*Opdracht*. Geef het fragment over de fietstocht alstublieft volledig en woord voor woord weer.

*Tekstfragment*.
# # #
Veel natuur, meestal goede fietspaden en prachtige panorama's.
Via Veurne ging het dan naar De Panne.
Daar kreeg ik het onzalige idee om over het strand naar Frankrijk te rijden. Aan de vloedlijn is het met een stadsfiets toch wel hard trappen...
Vervolgens ging het via de Hoge Blekker in Koksijde terug naar Nieuwpoort.
Op 11 juli zat de vakantie er op. Ik besloot om naar huis te fietsen: een supertocht van 161 km via Brugge,
Eeklo en Lokeren. Langs het kanaal van Schipdonk
was het heerlijk fietsen in de schaduw. Tweemaal moest ik de boot op: het veer van Langerbrugge
(kanaal Gent-Terneuzen) en het veer in Hamme (Schelde).
De Durme is een zalige fietsrivier - maar ter hoogte van de Molsbroeken (Lokeren) was het fietspad afgesloten.
Gelukkig kon ik met GPS in Waasmunster weer het juiste spoor vinden.
Voor geoefende renners is een rit van 161 km een lachertje. Maar in mijn geval (en met een gewone stadsfiets)
# # #
(Puntannotaties bij afbeeldingen)

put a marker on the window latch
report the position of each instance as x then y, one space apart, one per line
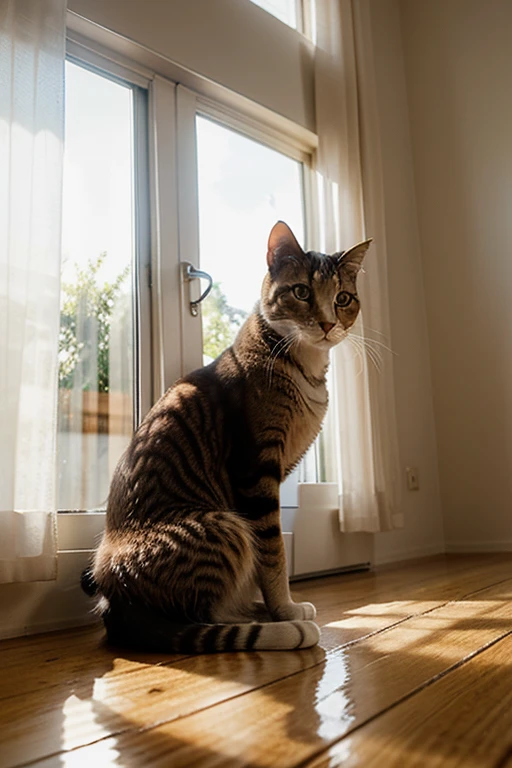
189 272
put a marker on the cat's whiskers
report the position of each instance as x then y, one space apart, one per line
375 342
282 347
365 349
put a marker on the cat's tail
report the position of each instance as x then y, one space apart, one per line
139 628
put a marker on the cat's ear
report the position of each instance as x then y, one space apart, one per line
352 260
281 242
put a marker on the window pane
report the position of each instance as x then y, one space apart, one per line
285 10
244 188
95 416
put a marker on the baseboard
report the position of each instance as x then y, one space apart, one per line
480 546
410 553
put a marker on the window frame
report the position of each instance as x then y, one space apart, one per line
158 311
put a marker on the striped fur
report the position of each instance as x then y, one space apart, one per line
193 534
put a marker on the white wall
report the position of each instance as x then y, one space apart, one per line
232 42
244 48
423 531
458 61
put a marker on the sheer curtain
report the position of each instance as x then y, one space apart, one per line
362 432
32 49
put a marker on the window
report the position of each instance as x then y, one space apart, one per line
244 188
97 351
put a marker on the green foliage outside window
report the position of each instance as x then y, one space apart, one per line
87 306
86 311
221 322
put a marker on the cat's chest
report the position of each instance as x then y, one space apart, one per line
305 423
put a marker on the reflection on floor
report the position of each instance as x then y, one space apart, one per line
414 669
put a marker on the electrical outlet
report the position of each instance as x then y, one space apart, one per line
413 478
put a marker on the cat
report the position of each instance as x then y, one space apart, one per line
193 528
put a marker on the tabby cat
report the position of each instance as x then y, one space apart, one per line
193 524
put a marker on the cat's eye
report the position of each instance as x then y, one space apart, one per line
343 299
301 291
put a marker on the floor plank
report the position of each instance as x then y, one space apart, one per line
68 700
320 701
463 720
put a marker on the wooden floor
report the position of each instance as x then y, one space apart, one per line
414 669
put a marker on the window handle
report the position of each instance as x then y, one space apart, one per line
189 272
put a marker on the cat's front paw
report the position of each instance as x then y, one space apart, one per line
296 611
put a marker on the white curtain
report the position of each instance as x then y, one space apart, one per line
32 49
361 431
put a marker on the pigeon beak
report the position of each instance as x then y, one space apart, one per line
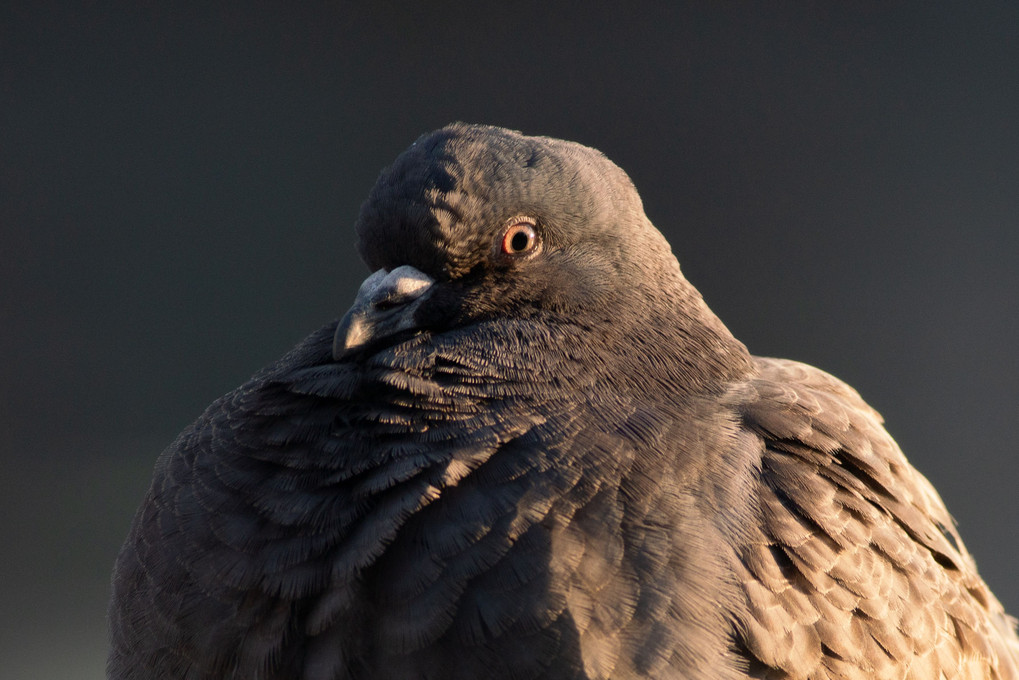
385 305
# # #
*Antwoord*.
Veel natuur, meestal goede fietspaden en prachtige panorama's.
Via Veurne ging het dan naar De Panne.
Daar kreeg ik het onzalige idee om over het strand naar Frankrijk te rijden. Aan de vloedlijn is het met een stadsfiets toch wel hard trappen...
Vervolgens ging het via de Hoge Blekker in Koksijde terug naar Nieuwpoort.
Op 11 juli zat de vakantie er op. Ik besloot om naar huis te fietsen: een supertocht van 161 km via Brugge,
Eeklo en Lokeren. Langs het kanaal van Schipdonk
was het heerlijk fietsen in de schaduw. Tweemaal moest ik de boot op: het veer van Langerbrugge
(kanaal Gent-Terneuzen) en het veer in Hamme (Schelde).
De Durme is een zalige fietsrivier - maar ter hoogte van de Molsbroeken (Lokeren) was het fietspad afgesloten.
Gelukkig kon ik met GPS in Waasmunster weer het juiste spoor vinden.
Voor geoefende renners is een rit van 161 km een lachertje. Maar in mijn geval (en met een gewone stadsfiets)